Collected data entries
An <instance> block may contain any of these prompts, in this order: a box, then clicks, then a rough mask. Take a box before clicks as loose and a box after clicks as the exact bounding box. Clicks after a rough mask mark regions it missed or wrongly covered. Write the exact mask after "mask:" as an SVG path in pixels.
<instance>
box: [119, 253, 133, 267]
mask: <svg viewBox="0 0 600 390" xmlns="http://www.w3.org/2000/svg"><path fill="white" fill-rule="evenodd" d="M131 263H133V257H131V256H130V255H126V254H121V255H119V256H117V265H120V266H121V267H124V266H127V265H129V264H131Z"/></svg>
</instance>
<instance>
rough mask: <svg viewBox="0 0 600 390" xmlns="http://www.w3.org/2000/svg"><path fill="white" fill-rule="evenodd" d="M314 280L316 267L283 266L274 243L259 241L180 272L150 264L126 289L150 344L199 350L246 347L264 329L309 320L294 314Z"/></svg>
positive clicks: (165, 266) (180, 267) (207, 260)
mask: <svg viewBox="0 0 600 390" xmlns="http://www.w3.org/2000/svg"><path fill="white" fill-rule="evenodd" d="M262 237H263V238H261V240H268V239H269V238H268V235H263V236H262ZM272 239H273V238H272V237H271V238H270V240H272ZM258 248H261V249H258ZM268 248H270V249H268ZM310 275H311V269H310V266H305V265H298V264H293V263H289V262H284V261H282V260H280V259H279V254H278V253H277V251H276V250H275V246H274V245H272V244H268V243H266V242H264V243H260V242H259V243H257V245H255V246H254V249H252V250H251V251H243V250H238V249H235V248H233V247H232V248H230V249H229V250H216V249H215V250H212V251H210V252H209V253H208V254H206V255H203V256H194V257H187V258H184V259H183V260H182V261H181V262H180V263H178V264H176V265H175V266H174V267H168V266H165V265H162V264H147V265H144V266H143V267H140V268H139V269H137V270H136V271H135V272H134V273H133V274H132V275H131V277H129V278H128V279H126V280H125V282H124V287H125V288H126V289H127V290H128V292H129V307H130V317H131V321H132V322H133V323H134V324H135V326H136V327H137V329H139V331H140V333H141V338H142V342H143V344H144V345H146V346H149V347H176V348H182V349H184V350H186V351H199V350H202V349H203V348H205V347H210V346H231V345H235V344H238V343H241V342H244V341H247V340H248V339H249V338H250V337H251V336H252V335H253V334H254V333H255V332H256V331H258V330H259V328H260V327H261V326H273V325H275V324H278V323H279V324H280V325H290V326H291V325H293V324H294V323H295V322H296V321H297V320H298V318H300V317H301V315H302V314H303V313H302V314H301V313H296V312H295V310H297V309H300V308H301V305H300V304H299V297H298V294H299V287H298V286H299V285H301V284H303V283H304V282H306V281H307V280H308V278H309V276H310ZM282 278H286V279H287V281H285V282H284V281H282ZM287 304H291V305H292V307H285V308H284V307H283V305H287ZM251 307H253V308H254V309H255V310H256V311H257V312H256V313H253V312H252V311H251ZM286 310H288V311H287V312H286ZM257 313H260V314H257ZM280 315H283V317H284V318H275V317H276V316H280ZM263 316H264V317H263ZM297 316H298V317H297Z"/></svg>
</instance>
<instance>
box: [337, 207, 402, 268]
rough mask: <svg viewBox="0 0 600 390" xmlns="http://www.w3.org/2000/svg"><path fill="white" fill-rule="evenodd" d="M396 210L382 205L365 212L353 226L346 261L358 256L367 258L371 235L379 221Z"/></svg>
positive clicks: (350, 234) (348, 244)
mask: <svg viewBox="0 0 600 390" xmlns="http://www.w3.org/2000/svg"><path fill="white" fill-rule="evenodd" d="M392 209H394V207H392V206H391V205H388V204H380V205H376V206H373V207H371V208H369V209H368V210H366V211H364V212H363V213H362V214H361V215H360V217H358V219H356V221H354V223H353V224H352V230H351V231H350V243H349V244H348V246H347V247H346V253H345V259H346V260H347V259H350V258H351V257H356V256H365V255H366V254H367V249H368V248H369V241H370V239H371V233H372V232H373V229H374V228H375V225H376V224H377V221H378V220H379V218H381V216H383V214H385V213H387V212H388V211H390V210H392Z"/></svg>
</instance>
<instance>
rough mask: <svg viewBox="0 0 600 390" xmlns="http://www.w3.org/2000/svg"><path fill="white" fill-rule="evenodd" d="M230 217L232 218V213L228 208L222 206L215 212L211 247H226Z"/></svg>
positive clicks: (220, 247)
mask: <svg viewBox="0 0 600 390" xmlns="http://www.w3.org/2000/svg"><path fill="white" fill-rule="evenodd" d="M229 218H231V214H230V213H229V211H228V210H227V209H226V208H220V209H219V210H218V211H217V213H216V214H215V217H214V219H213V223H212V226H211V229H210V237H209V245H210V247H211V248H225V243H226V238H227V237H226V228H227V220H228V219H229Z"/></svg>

* To do: Go through the entries and restate each one exactly.

* Exercise result:
An <instance> block may contain any of these prompts, in this order: a box, then clicks, then a rough mask. Take a box before clicks as loose and a box after clicks as the exact bounding box. Clicks after a rough mask mark regions it missed or wrongly covered. Write the exact mask after "mask:" as an SVG path in pixels.
<instance>
box: [119, 253, 133, 267]
mask: <svg viewBox="0 0 600 390" xmlns="http://www.w3.org/2000/svg"><path fill="white" fill-rule="evenodd" d="M131 263H133V257H131V256H130V255H126V254H121V255H119V256H117V265H120V266H121V267H124V266H127V265H129V264H131Z"/></svg>
</instance>
<instance>
rough mask: <svg viewBox="0 0 600 390" xmlns="http://www.w3.org/2000/svg"><path fill="white" fill-rule="evenodd" d="M314 280L316 267L283 266L274 243L259 241L180 272L150 264L126 289L150 344L199 350L246 347L264 329L309 320L294 314Z"/></svg>
positive clicks: (165, 266) (180, 267) (207, 260)
mask: <svg viewBox="0 0 600 390" xmlns="http://www.w3.org/2000/svg"><path fill="white" fill-rule="evenodd" d="M262 237H263V238H261V240H268V239H269V238H268V235H263V236H262ZM272 239H273V238H272V237H271V238H270V240H272ZM258 248H261V249H258ZM268 248H270V249H268ZM310 275H311V269H310V266H305V265H298V264H293V263H289V262H284V261H282V260H280V259H279V254H278V253H277V251H276V250H275V246H274V245H272V244H268V243H266V242H264V243H260V242H259V243H257V245H255V246H254V249H252V250H251V251H243V250H238V249H235V248H233V247H232V248H230V249H229V250H216V249H215V250H212V251H210V252H209V253H208V254H206V255H203V256H194V257H187V258H184V259H183V260H182V261H181V262H180V263H178V264H176V265H175V266H174V267H168V266H165V265H162V264H147V265H144V266H143V267H140V268H139V269H137V270H136V271H135V272H134V273H133V274H132V275H131V277H129V278H128V279H126V280H125V282H124V287H125V288H126V289H127V290H128V292H129V307H130V317H131V321H132V322H133V323H134V324H135V326H136V327H137V329H139V331H140V333H141V338H142V342H143V344H144V345H146V346H149V347H176V348H182V349H184V350H186V351H199V350H202V349H203V348H205V347H210V346H231V345H235V344H238V343H241V342H244V341H247V340H248V339H249V338H250V337H251V336H252V335H253V334H254V333H255V332H256V331H258V330H259V328H260V327H261V326H273V325H275V324H278V323H279V324H280V325H290V326H291V325H293V324H294V323H295V322H296V321H297V320H298V318H300V317H301V315H302V314H303V313H302V314H301V313H296V312H295V310H297V309H300V308H301V305H300V304H299V297H298V294H299V287H298V286H299V285H301V284H303V283H304V282H306V281H307V280H308V278H309V276H310ZM282 278H286V279H287V281H285V282H284V281H282ZM287 304H291V305H292V307H285V308H284V307H283V305H287ZM251 307H253V308H254V309H255V310H256V311H257V312H256V313H253V312H252V311H251ZM286 310H288V311H287V312H286ZM257 313H260V314H257ZM280 315H283V317H284V318H275V317H276V316H280ZM263 316H264V317H263ZM297 316H298V317H297Z"/></svg>
</instance>
<instance>
box: [337, 207, 402, 268]
rough mask: <svg viewBox="0 0 600 390" xmlns="http://www.w3.org/2000/svg"><path fill="white" fill-rule="evenodd" d="M396 210L382 205L365 212L353 226L346 261L358 256L367 258L371 235L379 221Z"/></svg>
positive clicks: (350, 234) (348, 244)
mask: <svg viewBox="0 0 600 390" xmlns="http://www.w3.org/2000/svg"><path fill="white" fill-rule="evenodd" d="M392 209H394V207H392V206H391V205H388V204H380V205H376V206H373V207H371V208H369V209H368V210H366V211H364V212H363V213H362V214H361V215H360V217H358V219H356V221H354V223H353V224H352V230H351V231H350V243H349V244H348V246H347V247H346V253H345V259H346V260H347V259H350V258H351V257H356V256H365V255H366V254H367V249H368V248H369V241H370V239H371V233H372V232H373V229H374V228H375V225H376V224H377V221H378V220H379V218H381V216H383V214H385V213H387V212H388V211H390V210H392Z"/></svg>
</instance>
<instance>
rough mask: <svg viewBox="0 0 600 390" xmlns="http://www.w3.org/2000/svg"><path fill="white" fill-rule="evenodd" d="M230 217L232 218V213L228 208L222 206L215 212L211 247H226Z"/></svg>
positive clicks: (220, 247)
mask: <svg viewBox="0 0 600 390" xmlns="http://www.w3.org/2000/svg"><path fill="white" fill-rule="evenodd" d="M229 218H231V214H230V213H229V211H228V210H227V209H226V208H220V209H219V210H218V211H217V213H216V214H215V217H214V219H213V223H212V226H211V229H210V237H209V245H210V247H211V248H225V243H226V238H227V237H226V228H227V220H228V219H229Z"/></svg>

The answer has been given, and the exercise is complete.